Problem details
Reproduce every one of the entries below verbatim, line by line, without any alteration.

Data for processing
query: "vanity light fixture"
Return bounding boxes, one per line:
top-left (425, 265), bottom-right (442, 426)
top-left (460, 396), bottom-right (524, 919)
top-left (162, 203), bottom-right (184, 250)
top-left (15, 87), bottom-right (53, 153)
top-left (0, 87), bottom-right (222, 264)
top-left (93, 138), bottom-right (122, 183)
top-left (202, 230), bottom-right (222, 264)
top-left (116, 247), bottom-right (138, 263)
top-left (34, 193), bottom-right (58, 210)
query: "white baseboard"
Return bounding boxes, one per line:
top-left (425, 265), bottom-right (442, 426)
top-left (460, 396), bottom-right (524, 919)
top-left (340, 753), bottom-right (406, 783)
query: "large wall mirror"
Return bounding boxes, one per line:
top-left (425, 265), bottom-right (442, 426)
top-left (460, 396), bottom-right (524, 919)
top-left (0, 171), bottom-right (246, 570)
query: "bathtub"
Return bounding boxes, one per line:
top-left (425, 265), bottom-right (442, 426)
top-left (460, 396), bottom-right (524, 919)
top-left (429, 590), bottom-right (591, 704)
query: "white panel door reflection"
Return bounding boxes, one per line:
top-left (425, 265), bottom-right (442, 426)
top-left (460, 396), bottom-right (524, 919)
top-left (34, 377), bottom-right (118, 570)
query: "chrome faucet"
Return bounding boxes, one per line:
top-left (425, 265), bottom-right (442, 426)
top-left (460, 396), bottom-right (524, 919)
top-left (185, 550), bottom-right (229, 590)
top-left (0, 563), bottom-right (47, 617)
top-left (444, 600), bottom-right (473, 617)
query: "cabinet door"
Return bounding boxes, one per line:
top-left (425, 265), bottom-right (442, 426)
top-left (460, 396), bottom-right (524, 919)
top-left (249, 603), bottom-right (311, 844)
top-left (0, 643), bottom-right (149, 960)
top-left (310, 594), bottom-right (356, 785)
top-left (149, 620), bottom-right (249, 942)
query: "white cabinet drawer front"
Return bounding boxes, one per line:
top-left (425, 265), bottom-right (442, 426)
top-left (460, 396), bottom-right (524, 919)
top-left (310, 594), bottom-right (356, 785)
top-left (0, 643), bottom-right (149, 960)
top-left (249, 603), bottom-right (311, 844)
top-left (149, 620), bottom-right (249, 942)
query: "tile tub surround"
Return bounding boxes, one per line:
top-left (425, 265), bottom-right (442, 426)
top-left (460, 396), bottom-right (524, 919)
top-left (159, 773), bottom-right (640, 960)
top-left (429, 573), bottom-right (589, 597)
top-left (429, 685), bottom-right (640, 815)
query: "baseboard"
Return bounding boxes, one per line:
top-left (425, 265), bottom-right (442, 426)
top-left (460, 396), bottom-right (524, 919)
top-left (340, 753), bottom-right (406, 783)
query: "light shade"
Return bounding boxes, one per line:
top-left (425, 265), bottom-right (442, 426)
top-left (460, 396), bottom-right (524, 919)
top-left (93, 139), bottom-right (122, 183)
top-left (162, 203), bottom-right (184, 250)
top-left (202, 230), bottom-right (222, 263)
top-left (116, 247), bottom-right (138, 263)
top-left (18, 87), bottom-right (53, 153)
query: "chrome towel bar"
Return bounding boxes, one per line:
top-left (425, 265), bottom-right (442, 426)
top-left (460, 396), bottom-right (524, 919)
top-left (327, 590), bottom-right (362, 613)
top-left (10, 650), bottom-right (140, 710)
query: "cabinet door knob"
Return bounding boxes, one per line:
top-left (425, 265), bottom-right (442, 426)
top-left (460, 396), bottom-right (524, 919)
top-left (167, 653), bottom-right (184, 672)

Exercise answer
query: "vanity light fixture"
Return bounding boxes, one per line:
top-left (425, 265), bottom-right (442, 426)
top-left (460, 396), bottom-right (524, 919)
top-left (162, 203), bottom-right (184, 250)
top-left (15, 87), bottom-right (53, 153)
top-left (0, 87), bottom-right (222, 264)
top-left (93, 138), bottom-right (122, 183)
top-left (202, 230), bottom-right (222, 264)
top-left (116, 247), bottom-right (138, 263)
top-left (34, 193), bottom-right (58, 210)
query: "white baseboard"
Return bounding boxes, one per line:
top-left (425, 265), bottom-right (442, 426)
top-left (460, 396), bottom-right (524, 919)
top-left (340, 753), bottom-right (406, 783)
query: "large wall mirror"
Return bounding boxes, one per line:
top-left (425, 265), bottom-right (442, 426)
top-left (460, 396), bottom-right (524, 919)
top-left (0, 171), bottom-right (246, 570)
query: "bathtub"
Return bounding boxes, one per line:
top-left (425, 265), bottom-right (442, 426)
top-left (460, 396), bottom-right (524, 919)
top-left (429, 590), bottom-right (591, 704)
query: "white panel door reflection"
Return bounding boxes, one per line:
top-left (425, 265), bottom-right (442, 426)
top-left (460, 396), bottom-right (524, 919)
top-left (34, 377), bottom-right (118, 570)
query: "chrome faucet"
Return bounding boxes, one per line:
top-left (425, 265), bottom-right (442, 426)
top-left (460, 396), bottom-right (524, 919)
top-left (185, 550), bottom-right (229, 590)
top-left (0, 563), bottom-right (47, 617)
top-left (444, 600), bottom-right (473, 617)
query: "cabinet door"
Return bounding boxes, one per line:
top-left (425, 265), bottom-right (442, 426)
top-left (460, 396), bottom-right (524, 919)
top-left (249, 603), bottom-right (311, 844)
top-left (0, 643), bottom-right (149, 960)
top-left (310, 594), bottom-right (356, 785)
top-left (149, 620), bottom-right (249, 942)
query: "white cabinet drawer front"
Return bounding boxes, one per line:
top-left (425, 265), bottom-right (442, 426)
top-left (460, 396), bottom-right (524, 919)
top-left (310, 594), bottom-right (356, 785)
top-left (0, 643), bottom-right (149, 960)
top-left (249, 603), bottom-right (311, 844)
top-left (149, 620), bottom-right (249, 942)
query: "tile tub surround"
Return bounding boxes, one per line:
top-left (425, 265), bottom-right (442, 426)
top-left (460, 396), bottom-right (524, 919)
top-left (159, 773), bottom-right (640, 960)
top-left (429, 573), bottom-right (589, 597)
top-left (429, 685), bottom-right (640, 815)
query: "baseboard"
Return bounding boxes, one per line:
top-left (425, 265), bottom-right (442, 426)
top-left (460, 396), bottom-right (524, 919)
top-left (340, 753), bottom-right (406, 783)
query: "light shade"
Return bounding boxes, one per line:
top-left (425, 265), bottom-right (442, 426)
top-left (460, 396), bottom-right (524, 919)
top-left (93, 139), bottom-right (122, 183)
top-left (162, 203), bottom-right (184, 250)
top-left (202, 230), bottom-right (222, 263)
top-left (116, 247), bottom-right (138, 263)
top-left (18, 87), bottom-right (53, 153)
query: "chrome towel bar"
Return bounding boxes, one per line:
top-left (425, 265), bottom-right (442, 426)
top-left (460, 396), bottom-right (524, 919)
top-left (327, 590), bottom-right (362, 613)
top-left (10, 650), bottom-right (140, 710)
query: "cabinet door knob"
Return bounding boxes, one per line:
top-left (425, 265), bottom-right (442, 426)
top-left (460, 396), bottom-right (524, 919)
top-left (167, 653), bottom-right (184, 672)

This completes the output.